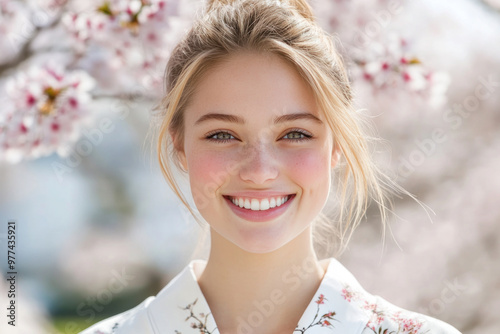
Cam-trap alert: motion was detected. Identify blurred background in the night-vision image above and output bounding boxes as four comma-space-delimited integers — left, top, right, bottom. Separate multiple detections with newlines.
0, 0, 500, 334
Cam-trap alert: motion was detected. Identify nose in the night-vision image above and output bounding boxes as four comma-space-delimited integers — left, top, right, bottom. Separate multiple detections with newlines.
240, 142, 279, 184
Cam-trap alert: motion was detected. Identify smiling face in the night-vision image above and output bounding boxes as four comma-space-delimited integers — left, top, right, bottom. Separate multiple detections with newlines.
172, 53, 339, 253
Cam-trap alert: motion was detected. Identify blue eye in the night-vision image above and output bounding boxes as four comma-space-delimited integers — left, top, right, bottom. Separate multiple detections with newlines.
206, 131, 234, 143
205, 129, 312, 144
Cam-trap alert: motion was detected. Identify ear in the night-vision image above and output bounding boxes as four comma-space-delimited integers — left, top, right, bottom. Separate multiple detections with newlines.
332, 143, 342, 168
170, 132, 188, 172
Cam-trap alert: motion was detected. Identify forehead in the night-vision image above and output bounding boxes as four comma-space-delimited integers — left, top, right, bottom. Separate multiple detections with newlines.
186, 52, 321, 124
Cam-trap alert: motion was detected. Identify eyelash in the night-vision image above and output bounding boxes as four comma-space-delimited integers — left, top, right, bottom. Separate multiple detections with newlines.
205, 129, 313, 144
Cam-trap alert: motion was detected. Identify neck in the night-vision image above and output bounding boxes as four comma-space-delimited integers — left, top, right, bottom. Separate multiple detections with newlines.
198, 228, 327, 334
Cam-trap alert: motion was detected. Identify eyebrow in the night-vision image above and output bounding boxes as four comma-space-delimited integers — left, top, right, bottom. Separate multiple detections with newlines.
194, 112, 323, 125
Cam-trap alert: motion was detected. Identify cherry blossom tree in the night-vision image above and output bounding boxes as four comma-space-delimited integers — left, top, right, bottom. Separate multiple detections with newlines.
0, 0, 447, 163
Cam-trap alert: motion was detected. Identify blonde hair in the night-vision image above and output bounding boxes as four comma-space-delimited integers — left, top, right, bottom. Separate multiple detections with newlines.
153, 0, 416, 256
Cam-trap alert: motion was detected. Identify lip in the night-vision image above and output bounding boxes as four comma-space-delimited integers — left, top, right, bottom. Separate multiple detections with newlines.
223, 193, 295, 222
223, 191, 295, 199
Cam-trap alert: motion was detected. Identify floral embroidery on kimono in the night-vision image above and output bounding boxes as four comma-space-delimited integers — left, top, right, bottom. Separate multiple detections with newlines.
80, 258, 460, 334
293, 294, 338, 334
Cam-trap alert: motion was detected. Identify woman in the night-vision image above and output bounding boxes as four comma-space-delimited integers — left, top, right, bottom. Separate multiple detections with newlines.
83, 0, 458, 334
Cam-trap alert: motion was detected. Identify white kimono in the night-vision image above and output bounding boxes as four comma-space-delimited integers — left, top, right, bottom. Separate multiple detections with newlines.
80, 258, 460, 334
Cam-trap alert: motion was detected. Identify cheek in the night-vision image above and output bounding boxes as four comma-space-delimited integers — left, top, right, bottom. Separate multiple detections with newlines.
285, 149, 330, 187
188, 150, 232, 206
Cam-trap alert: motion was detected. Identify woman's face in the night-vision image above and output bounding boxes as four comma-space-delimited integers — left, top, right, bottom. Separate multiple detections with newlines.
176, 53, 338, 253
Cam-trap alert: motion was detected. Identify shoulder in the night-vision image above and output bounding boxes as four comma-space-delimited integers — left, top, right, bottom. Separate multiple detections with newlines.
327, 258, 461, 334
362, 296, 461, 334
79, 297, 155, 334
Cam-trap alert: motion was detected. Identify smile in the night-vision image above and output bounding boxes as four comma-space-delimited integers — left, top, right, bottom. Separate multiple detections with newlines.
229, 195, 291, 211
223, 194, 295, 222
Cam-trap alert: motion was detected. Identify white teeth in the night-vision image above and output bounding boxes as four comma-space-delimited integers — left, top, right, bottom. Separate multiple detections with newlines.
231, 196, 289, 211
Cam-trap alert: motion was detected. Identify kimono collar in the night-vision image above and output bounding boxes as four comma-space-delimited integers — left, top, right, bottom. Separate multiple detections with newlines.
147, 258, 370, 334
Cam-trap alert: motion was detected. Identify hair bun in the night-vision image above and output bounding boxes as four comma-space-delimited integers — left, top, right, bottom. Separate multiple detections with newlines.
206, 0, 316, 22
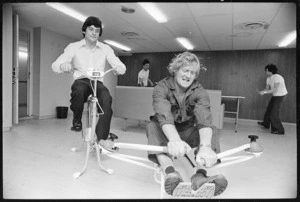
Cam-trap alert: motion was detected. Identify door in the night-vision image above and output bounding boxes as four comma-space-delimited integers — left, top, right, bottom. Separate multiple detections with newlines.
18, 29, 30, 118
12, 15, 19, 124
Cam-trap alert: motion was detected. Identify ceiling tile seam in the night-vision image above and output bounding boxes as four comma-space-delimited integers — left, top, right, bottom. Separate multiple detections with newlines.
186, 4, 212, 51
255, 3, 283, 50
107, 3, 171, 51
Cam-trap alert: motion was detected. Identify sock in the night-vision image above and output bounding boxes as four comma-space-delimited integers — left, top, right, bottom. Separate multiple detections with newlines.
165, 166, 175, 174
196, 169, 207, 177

——————————

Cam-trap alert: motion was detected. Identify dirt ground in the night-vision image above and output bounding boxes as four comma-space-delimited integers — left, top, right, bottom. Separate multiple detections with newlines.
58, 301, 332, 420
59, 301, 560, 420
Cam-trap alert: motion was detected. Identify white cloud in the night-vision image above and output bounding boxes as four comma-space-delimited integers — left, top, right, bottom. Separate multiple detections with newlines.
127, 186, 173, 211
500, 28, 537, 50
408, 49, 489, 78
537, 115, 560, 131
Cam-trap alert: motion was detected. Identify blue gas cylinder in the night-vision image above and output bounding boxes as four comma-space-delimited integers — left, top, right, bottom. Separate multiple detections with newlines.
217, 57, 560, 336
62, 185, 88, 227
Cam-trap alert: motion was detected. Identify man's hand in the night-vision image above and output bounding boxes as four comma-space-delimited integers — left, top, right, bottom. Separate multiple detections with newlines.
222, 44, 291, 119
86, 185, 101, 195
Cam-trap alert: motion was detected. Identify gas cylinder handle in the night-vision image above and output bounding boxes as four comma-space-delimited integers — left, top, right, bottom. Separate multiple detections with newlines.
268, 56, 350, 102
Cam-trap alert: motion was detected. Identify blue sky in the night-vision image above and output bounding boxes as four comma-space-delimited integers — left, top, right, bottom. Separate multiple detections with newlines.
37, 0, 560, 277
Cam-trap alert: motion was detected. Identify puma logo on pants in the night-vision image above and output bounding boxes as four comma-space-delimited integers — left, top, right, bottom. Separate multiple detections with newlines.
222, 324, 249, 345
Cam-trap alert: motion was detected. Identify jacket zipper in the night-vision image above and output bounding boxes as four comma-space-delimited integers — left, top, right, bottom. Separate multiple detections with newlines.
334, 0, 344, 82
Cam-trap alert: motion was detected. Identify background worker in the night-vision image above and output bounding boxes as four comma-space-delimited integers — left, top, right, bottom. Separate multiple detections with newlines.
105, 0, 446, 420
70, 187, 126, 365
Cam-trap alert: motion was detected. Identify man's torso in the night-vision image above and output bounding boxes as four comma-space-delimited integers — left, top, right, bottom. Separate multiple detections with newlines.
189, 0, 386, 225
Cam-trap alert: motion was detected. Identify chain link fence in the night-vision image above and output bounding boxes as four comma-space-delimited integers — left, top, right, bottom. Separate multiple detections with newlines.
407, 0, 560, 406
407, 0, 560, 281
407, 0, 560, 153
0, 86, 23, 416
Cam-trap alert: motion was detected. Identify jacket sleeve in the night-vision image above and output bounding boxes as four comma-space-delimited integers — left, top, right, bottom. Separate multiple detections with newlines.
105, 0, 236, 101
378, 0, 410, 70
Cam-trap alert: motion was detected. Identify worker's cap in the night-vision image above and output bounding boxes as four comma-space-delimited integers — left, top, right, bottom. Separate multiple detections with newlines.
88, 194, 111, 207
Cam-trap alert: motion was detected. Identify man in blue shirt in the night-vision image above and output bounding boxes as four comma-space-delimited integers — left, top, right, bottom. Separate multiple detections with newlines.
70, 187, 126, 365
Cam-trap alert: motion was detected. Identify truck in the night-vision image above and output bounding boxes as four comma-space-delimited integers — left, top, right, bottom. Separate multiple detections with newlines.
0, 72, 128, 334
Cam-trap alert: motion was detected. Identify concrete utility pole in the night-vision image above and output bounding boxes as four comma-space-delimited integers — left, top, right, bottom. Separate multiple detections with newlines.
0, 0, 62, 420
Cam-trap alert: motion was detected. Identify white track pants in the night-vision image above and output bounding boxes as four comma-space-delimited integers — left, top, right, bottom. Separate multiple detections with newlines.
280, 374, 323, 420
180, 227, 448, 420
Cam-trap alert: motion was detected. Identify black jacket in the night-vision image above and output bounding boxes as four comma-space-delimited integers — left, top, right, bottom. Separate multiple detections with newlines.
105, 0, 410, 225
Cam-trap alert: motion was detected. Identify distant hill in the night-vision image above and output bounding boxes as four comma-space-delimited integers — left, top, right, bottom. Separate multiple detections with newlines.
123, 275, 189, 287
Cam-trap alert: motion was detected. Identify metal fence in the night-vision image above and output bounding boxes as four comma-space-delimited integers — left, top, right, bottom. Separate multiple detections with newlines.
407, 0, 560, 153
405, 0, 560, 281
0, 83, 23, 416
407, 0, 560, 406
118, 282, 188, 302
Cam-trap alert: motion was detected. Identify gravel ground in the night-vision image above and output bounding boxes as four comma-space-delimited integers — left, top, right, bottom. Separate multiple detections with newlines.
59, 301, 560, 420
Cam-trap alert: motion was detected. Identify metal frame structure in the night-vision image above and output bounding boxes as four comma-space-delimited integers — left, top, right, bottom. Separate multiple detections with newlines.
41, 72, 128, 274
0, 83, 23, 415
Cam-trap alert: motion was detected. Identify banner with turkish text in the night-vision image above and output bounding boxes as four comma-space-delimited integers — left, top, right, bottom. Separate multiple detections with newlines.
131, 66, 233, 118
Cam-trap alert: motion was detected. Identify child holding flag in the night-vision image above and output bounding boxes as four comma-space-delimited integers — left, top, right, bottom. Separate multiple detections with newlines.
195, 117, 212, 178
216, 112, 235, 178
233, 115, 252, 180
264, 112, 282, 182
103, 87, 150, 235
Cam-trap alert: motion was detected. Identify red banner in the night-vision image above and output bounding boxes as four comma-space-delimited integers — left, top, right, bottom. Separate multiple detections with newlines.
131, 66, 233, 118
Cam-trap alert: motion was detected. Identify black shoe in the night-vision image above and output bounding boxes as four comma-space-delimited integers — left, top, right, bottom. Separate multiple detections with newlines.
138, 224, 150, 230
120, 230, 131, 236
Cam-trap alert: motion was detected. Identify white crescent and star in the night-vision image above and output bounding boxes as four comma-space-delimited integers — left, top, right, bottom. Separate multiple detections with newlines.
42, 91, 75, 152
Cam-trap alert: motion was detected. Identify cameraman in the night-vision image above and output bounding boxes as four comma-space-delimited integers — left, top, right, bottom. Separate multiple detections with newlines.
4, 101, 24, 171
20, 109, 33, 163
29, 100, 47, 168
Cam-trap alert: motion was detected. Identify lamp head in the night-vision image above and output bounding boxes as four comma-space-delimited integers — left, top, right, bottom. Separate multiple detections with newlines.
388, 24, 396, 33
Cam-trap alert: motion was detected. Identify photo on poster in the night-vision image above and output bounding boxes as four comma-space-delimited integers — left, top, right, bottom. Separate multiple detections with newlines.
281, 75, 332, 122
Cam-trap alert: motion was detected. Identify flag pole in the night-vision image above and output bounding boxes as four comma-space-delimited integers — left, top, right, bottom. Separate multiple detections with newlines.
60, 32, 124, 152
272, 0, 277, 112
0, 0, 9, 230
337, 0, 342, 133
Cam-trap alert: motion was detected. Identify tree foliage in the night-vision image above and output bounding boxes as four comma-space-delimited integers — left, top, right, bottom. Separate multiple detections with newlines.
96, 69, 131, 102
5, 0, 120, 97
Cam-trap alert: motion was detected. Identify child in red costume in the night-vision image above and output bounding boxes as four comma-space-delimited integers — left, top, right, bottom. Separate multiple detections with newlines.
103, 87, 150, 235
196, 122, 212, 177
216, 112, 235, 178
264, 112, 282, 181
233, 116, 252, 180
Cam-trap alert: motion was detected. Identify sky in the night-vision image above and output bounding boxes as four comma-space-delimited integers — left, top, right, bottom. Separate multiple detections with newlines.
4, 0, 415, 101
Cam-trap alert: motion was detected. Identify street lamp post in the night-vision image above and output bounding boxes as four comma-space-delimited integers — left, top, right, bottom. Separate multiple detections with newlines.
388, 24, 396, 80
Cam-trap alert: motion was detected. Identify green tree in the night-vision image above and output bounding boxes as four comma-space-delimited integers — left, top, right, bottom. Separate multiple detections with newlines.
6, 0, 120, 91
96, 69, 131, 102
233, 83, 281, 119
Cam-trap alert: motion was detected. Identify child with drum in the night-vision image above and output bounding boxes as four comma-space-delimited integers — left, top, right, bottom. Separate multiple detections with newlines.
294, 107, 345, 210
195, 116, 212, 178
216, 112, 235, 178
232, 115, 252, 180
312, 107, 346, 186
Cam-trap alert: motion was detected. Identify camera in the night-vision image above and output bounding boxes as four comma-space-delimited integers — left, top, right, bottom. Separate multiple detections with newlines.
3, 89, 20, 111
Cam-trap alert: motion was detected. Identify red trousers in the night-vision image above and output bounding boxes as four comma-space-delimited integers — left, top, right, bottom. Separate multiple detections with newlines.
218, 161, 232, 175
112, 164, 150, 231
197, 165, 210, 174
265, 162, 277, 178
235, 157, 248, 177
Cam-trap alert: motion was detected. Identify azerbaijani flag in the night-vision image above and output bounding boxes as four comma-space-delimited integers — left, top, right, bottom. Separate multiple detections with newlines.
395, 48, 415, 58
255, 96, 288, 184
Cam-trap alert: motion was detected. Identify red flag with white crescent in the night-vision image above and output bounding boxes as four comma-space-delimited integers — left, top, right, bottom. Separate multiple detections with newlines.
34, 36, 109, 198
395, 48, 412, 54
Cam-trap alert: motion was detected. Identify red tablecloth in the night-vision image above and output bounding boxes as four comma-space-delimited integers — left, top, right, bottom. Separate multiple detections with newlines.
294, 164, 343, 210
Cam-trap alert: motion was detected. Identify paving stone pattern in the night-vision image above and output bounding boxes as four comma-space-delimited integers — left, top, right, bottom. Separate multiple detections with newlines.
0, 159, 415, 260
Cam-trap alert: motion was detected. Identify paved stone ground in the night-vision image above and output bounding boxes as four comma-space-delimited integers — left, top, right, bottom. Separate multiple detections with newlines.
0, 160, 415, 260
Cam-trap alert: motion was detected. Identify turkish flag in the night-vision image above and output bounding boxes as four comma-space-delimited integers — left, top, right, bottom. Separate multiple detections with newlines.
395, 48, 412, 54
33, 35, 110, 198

——————————

- **Work to be completed**
From the listing above, output the lines from the one containing "Cam-trap alert: motion was detected. Identify nose" up to and including the one containing "172, 53, 339, 253", reproducing each line verbatim and nothing else.

- **Written answer**
Cam-trap alert: motion was detected. Identify nose in the night-vision image above and output bounding boxes as four comma-space-delimited integers — left, top, right, bottom. Separate multiple detections with newlines.
240, 142, 279, 184
Cam-trap alert: motion was detected. Identify smiling face in the night-vision image above and output bounding boxes as four comma-space-delimited integers — left, top, right, bottom. Separate multiple detections with newlines.
172, 53, 339, 253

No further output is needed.